## Data for processing
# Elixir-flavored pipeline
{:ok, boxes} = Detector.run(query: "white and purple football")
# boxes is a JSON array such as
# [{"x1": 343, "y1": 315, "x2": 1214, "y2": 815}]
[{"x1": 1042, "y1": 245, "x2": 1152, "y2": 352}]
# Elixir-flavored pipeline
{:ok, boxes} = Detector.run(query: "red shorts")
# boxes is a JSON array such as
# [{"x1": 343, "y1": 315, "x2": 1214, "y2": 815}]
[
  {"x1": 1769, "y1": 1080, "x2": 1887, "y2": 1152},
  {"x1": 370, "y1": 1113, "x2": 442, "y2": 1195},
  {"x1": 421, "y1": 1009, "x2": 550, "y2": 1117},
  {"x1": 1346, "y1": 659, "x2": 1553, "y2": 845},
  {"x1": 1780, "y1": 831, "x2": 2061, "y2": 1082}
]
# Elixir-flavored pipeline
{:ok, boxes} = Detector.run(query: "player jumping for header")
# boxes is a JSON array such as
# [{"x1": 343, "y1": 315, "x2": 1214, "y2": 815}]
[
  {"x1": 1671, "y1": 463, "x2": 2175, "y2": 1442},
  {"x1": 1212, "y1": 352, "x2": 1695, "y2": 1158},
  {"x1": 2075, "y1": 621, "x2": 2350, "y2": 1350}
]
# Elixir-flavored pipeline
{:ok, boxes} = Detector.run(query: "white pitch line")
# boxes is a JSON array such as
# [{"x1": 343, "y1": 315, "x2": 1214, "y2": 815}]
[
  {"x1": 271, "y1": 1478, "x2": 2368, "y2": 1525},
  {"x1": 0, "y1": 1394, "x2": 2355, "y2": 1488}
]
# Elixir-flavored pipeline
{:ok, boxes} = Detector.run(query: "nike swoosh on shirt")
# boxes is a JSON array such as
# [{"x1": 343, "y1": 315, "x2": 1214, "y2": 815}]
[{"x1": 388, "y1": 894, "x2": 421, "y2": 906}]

## Exercise directions
Lines of the material that contain the word "query" are to be gathered.

## Answer
{:ok, boxes} = Detector.run(query: "white and purple football")
{:ok, boxes} = Detector.run(query: "red shorts")
{:ok, boxes} = Detector.run(query: "player jumping for header")
{:ok, boxes} = Detector.run(query: "white pitch line")
{:ok, boxes} = Detector.run(query: "nike swoosh on shirt")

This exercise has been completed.